>> Start
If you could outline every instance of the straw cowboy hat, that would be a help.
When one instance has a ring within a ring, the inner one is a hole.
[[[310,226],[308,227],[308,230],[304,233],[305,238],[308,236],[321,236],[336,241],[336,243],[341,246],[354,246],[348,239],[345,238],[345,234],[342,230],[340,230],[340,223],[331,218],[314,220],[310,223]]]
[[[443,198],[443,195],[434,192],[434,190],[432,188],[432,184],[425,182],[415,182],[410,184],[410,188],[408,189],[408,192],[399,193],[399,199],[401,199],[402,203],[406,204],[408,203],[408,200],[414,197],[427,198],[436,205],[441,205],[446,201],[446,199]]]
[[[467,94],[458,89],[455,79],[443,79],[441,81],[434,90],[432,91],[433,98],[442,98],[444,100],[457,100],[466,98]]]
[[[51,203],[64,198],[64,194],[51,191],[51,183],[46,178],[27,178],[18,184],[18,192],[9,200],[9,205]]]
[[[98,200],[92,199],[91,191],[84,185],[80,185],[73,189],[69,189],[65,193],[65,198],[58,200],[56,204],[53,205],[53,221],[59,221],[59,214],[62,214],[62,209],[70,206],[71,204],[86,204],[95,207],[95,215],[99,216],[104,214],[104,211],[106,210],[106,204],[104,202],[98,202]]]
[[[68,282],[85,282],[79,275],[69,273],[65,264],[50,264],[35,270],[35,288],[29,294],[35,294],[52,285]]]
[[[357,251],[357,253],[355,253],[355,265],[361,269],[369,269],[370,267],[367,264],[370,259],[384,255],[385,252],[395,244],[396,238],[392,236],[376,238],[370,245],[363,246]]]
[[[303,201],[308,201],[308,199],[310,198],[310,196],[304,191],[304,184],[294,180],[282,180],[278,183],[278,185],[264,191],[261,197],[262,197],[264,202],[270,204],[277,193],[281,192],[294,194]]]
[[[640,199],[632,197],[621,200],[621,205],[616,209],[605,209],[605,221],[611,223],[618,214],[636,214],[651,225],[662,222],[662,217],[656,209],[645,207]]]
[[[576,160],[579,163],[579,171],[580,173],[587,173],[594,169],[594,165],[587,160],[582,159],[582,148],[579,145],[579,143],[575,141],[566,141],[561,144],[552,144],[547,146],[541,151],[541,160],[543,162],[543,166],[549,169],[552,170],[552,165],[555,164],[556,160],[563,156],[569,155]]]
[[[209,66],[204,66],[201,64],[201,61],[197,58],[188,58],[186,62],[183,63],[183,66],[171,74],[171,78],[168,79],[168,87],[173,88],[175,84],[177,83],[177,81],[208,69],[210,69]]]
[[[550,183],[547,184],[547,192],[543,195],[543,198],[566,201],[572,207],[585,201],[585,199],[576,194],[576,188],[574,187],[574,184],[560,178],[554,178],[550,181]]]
>> End
* [Exercise brief]:
Quote all of the lines above word for word, keeping every line in its original order.

* [Reply to the exercise]:
If you could outline every instance of the straw cowboy hat, that would be a help.
When one instance has a ring within a ring, the inner one is a hole.
[[[310,226],[308,227],[308,230],[304,233],[305,238],[308,236],[321,236],[336,241],[336,243],[341,246],[354,246],[348,239],[345,238],[345,234],[342,230],[340,230],[340,223],[331,218],[314,220],[310,223]]]
[[[443,198],[443,195],[434,192],[434,190],[432,188],[432,184],[425,182],[415,182],[410,184],[410,188],[408,189],[408,192],[399,193],[399,199],[401,199],[402,203],[406,204],[408,203],[408,200],[414,197],[427,198],[436,205],[441,205],[446,201],[446,199]]]
[[[467,94],[458,89],[455,79],[443,79],[441,81],[434,90],[432,91],[433,98],[442,98],[444,100],[457,100],[466,98]]]
[[[51,203],[64,198],[64,194],[51,191],[51,183],[46,178],[27,178],[18,184],[18,192],[9,200],[9,205]]]
[[[98,200],[92,199],[91,191],[84,185],[80,185],[73,189],[69,189],[65,193],[65,198],[58,200],[56,204],[53,205],[53,221],[59,221],[59,214],[62,214],[62,209],[70,206],[71,204],[86,204],[95,207],[95,215],[99,216],[104,214],[104,211],[106,210],[106,204],[104,202],[98,202]]]
[[[68,282],[85,282],[79,275],[69,273],[65,264],[50,264],[35,270],[35,288],[29,294],[35,294],[52,285]]]
[[[357,251],[357,253],[355,253],[355,265],[361,269],[369,269],[370,267],[367,264],[370,259],[384,255],[385,252],[395,244],[396,238],[392,236],[376,238],[370,245],[363,246]]]
[[[303,201],[308,201],[308,199],[310,198],[310,196],[304,191],[304,184],[294,180],[282,180],[278,183],[278,185],[264,191],[261,197],[262,197],[264,202],[270,204],[277,193],[281,192],[294,194]]]
[[[640,199],[632,197],[621,200],[621,205],[616,209],[605,209],[605,221],[611,223],[618,214],[636,214],[651,225],[662,222],[662,217],[656,209],[645,207]]]
[[[576,160],[579,163],[579,171],[580,173],[587,173],[594,169],[594,165],[587,160],[582,159],[582,148],[579,145],[579,143],[575,141],[566,141],[561,144],[552,144],[547,146],[541,151],[541,160],[543,162],[543,166],[549,169],[552,170],[552,165],[555,164],[556,160],[563,156],[569,155]]]
[[[209,66],[204,66],[201,64],[201,61],[197,58],[188,58],[186,62],[183,63],[183,66],[171,74],[171,78],[168,79],[168,87],[173,88],[175,84],[177,83],[177,81],[208,69],[210,69]]]
[[[550,183],[547,184],[547,192],[543,195],[543,198],[566,201],[572,207],[585,201],[585,199],[576,194],[576,188],[574,187],[574,184],[560,178],[554,178],[550,181]]]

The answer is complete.